PROBLEM DESCRIPTION. In the records below, begin at the line containing "point(980, 346)" and end at the line containing "point(432, 11)"; quote every line in that span exactly, including both boundary lines, and no others.

#### SUPPLIED INFORMATION ####

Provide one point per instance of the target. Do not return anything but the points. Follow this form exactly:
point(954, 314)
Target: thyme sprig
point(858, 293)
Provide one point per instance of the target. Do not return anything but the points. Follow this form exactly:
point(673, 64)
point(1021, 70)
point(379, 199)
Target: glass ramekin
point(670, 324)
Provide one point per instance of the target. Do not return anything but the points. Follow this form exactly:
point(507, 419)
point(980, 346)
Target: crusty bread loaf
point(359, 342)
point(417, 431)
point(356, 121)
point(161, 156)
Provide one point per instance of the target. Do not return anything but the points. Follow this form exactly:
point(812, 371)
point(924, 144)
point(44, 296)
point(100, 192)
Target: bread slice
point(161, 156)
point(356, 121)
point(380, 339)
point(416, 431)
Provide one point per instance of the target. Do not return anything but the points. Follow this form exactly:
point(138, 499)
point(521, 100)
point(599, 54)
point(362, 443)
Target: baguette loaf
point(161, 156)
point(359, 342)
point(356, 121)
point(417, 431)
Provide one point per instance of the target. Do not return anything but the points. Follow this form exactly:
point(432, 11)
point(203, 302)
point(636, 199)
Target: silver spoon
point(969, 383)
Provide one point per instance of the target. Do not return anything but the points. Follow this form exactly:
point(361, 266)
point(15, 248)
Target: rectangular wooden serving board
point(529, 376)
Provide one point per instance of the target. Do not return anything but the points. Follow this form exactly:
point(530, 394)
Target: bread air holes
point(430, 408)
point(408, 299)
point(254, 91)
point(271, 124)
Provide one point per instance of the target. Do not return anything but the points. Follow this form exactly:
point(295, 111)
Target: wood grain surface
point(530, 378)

####
#### SUPPLIED INFORMATION ####

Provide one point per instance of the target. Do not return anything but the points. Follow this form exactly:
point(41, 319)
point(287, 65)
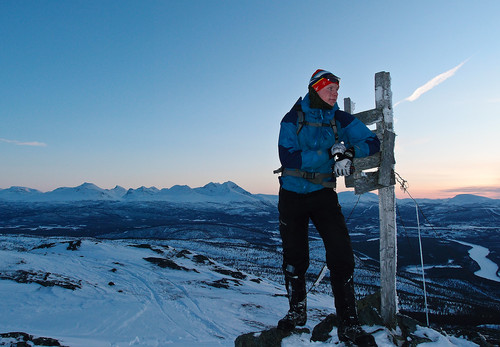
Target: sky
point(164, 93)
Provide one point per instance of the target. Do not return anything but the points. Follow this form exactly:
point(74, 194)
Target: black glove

####
#### SUPPLIED INFORMATION ####

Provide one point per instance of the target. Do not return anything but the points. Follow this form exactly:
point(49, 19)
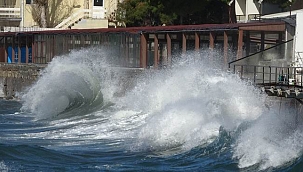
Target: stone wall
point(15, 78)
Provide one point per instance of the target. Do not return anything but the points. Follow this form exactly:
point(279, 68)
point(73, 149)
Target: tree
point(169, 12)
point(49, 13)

####

OUTPUT.
point(980, 346)
Target: crusty bread loaf
point(359, 342)
point(417, 431)
point(356, 121)
point(161, 156)
Provide one point per instance of the target. Do not return anything but the points. Follow this form exactly:
point(812, 371)
point(924, 144)
point(44, 296)
point(100, 192)
Target: bread slice
point(161, 156)
point(356, 121)
point(380, 339)
point(416, 431)
Provide one point per instance of the target. Do not return anything but the points. Follow this form exactly:
point(138, 499)
point(521, 100)
point(599, 54)
point(362, 443)
Target: baguette loaf
point(161, 156)
point(359, 342)
point(356, 121)
point(417, 431)
Provide one point per instance of the target. Do not return anything but the points. Follow this form exactly:
point(432, 11)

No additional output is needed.